Excerpts from a detection dataset:
-------

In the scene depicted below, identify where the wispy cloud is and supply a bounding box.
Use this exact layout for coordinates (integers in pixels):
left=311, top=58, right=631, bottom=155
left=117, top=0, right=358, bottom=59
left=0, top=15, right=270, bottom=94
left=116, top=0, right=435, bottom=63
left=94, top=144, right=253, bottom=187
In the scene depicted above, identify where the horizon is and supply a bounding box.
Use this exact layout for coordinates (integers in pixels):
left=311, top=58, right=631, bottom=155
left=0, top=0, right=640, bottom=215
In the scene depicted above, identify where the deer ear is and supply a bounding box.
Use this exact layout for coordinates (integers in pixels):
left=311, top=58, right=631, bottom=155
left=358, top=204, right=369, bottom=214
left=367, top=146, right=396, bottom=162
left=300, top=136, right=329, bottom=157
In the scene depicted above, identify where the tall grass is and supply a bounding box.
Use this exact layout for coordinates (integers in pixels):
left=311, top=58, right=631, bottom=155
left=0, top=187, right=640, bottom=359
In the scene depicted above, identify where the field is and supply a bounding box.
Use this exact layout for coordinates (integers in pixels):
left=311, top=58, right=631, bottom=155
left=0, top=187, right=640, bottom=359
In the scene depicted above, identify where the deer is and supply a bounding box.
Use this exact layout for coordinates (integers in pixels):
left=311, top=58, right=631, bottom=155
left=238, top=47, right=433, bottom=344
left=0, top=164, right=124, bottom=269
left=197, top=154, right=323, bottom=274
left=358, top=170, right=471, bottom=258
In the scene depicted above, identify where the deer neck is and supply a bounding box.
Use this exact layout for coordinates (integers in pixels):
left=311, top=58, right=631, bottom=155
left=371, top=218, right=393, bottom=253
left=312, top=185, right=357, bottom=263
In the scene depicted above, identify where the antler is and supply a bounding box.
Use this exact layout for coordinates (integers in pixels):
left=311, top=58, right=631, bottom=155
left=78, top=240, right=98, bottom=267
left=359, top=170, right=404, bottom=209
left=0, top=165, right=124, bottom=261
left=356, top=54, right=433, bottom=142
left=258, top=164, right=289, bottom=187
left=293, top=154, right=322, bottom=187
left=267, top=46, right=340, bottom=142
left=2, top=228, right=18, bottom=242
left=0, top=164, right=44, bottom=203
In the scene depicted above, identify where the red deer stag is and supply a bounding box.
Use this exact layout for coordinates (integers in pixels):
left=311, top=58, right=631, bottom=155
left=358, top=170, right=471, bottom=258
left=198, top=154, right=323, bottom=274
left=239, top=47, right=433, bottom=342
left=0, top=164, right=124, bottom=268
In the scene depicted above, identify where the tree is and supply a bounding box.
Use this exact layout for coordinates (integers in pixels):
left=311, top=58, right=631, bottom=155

-------

# WHAT THE EXERCISE ASKS
Turn every line of the records above into a numbered list, omitting any blank lines.

# CORRECT RESULT
1. In the scene depicted below, identify where the wispy cloud is and supply a bounding box.
2. Use this exact layout for coordinates (integers in pixels):
3. left=311, top=58, right=631, bottom=155
4. left=117, top=0, right=358, bottom=59
5. left=0, top=15, right=270, bottom=94
6. left=116, top=0, right=435, bottom=63
7. left=94, top=144, right=253, bottom=187
8. In the scene depicted above, identify where the horizon is and supply a bounding box.
9. Use this exact layout for coordinates (integers in pixels):
10. left=311, top=58, right=631, bottom=155
11. left=0, top=0, right=640, bottom=215
12. In the scene depicted above, identify where the deer ear is and supply a bounding box.
13. Use this exact layout for coordinates (integers in pixels):
14. left=311, top=58, right=631, bottom=155
15. left=358, top=204, right=369, bottom=214
16. left=367, top=146, right=396, bottom=162
17. left=300, top=136, right=329, bottom=157
18. In the scene depicted above, identify where the tall grass is and supply a bounding box.
19. Use this exact layout for coordinates (integers in pixels):
20. left=311, top=58, right=631, bottom=155
21. left=0, top=187, right=640, bottom=359
22. In the scene depicted above, identify where the field is and supply a bounding box.
23. Use this exact layout for coordinates (integers in pixels):
24. left=311, top=58, right=631, bottom=155
25. left=0, top=187, right=640, bottom=359
26. In the scene depicted above, identify where the deer is and supply a bounding box.
27. Use this exact layout for coordinates (integers in pixels):
28. left=311, top=58, right=631, bottom=155
29. left=238, top=47, right=433, bottom=344
30. left=0, top=164, right=124, bottom=269
31. left=197, top=154, right=323, bottom=274
32. left=358, top=170, right=471, bottom=258
33. In the scene depicted above, identify where the deer neck is and supply a bounding box.
34. Use this exact layout for coordinates (integers in pixels):
35. left=311, top=58, right=631, bottom=155
36. left=371, top=218, right=393, bottom=253
37. left=312, top=185, right=357, bottom=263
38. In the scene depicted above, identify where the antler is and supply a bounding box.
39. Use this exact layout for coordinates (integers in pixels):
40. left=311, top=58, right=631, bottom=155
41. left=78, top=240, right=98, bottom=267
42. left=359, top=170, right=404, bottom=209
43. left=0, top=165, right=124, bottom=261
44. left=356, top=54, right=433, bottom=142
45. left=258, top=164, right=289, bottom=187
46. left=293, top=154, right=322, bottom=187
47. left=267, top=46, right=340, bottom=142
48. left=2, top=228, right=18, bottom=242
49. left=0, top=164, right=44, bottom=203
50. In the scene depicted above, identify where the red deer stag is and supply a bounding box.
51. Use this exact layout for coordinates (integers in pixels):
52. left=311, top=58, right=631, bottom=155
53. left=358, top=170, right=471, bottom=258
54. left=198, top=154, right=323, bottom=274
55. left=239, top=47, right=433, bottom=342
56. left=0, top=164, right=124, bottom=268
57. In the scene depicted above, identify where the tree is and supply a bounding box.
58. Use this exact layout for coordinates (integers in pixels):
59. left=311, top=58, right=631, bottom=155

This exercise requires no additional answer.